Count how many lines below include the string "photo", and give that number without anything else.
++++ Records provided
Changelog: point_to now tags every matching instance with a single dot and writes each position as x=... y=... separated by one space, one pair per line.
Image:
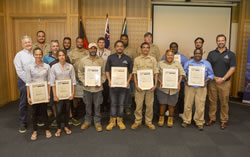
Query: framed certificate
x=39 y=92
x=63 y=89
x=92 y=75
x=119 y=76
x=196 y=75
x=145 y=79
x=177 y=58
x=170 y=78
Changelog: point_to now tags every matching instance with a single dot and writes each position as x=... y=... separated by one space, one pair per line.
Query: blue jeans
x=23 y=102
x=117 y=97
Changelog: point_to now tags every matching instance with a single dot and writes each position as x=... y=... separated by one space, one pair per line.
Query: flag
x=82 y=34
x=106 y=33
x=124 y=27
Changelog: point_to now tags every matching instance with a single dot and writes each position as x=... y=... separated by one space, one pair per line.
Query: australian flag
x=106 y=34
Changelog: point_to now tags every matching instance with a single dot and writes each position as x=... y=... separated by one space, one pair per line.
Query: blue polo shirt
x=183 y=58
x=208 y=68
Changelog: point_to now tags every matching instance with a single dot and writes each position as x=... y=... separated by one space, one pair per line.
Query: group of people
x=47 y=62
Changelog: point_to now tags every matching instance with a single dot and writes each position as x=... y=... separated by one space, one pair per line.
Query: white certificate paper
x=170 y=78
x=177 y=58
x=63 y=89
x=119 y=76
x=92 y=75
x=39 y=92
x=196 y=76
x=145 y=79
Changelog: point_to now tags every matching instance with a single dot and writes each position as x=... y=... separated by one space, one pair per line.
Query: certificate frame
x=196 y=76
x=177 y=58
x=119 y=79
x=37 y=88
x=165 y=78
x=88 y=81
x=63 y=89
x=141 y=79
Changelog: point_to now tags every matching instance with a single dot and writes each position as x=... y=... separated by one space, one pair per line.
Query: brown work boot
x=135 y=125
x=85 y=125
x=98 y=127
x=151 y=126
x=161 y=121
x=112 y=123
x=170 y=122
x=120 y=123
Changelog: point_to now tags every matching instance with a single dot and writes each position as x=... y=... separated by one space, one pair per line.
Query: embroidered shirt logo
x=226 y=57
x=125 y=62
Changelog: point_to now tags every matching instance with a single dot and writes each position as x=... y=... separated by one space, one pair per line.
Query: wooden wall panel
x=37 y=6
x=138 y=8
x=101 y=7
x=4 y=88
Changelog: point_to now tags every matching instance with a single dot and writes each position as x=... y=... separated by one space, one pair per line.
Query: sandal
x=67 y=131
x=58 y=133
x=48 y=134
x=33 y=136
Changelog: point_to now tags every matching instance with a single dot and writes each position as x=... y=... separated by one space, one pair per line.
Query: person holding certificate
x=181 y=59
x=145 y=72
x=36 y=73
x=170 y=76
x=198 y=72
x=21 y=61
x=92 y=75
x=63 y=83
x=119 y=73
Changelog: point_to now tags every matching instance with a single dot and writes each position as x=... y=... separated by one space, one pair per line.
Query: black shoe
x=22 y=129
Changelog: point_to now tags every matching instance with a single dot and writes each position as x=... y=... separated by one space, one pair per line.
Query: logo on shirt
x=226 y=57
x=125 y=62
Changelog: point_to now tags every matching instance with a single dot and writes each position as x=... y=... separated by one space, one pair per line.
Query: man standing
x=198 y=42
x=92 y=94
x=144 y=62
x=154 y=49
x=117 y=94
x=223 y=62
x=104 y=53
x=130 y=91
x=67 y=44
x=196 y=94
x=21 y=61
x=75 y=56
x=41 y=42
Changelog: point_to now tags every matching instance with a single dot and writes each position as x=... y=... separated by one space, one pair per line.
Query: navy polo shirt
x=115 y=61
x=221 y=62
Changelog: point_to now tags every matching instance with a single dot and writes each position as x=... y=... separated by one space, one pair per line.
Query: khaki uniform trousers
x=197 y=96
x=149 y=100
x=221 y=90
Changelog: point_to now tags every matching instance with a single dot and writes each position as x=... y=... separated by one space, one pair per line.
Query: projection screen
x=182 y=24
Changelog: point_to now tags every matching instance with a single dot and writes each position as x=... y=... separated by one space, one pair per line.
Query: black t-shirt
x=221 y=62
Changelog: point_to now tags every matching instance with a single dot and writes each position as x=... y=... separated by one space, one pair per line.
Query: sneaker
x=53 y=124
x=200 y=127
x=184 y=125
x=22 y=129
x=127 y=111
x=40 y=124
x=75 y=122
x=98 y=127
x=167 y=113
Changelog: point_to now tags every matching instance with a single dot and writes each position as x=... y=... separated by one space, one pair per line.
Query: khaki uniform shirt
x=130 y=52
x=174 y=65
x=87 y=61
x=75 y=56
x=45 y=48
x=154 y=51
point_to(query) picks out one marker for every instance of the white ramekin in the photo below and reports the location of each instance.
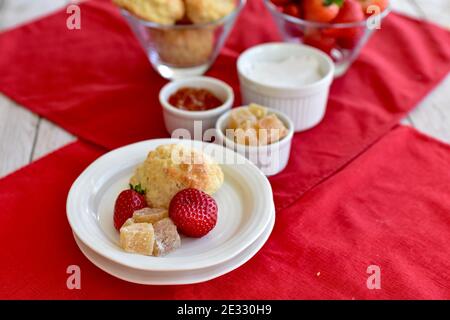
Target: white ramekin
(270, 159)
(177, 121)
(305, 105)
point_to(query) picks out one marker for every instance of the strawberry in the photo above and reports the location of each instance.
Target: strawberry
(321, 10)
(351, 11)
(194, 212)
(127, 203)
(317, 39)
(366, 4)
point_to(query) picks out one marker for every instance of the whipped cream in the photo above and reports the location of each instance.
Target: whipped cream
(293, 71)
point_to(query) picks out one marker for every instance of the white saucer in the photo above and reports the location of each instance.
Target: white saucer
(245, 204)
(176, 277)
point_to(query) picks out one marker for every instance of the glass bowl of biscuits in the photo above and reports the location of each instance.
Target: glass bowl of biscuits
(181, 38)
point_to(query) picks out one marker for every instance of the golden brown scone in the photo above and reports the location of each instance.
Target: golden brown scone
(165, 12)
(203, 11)
(172, 168)
(184, 47)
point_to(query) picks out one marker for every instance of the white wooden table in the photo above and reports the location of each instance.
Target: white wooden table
(25, 136)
++++++++
Solution for this problem:
7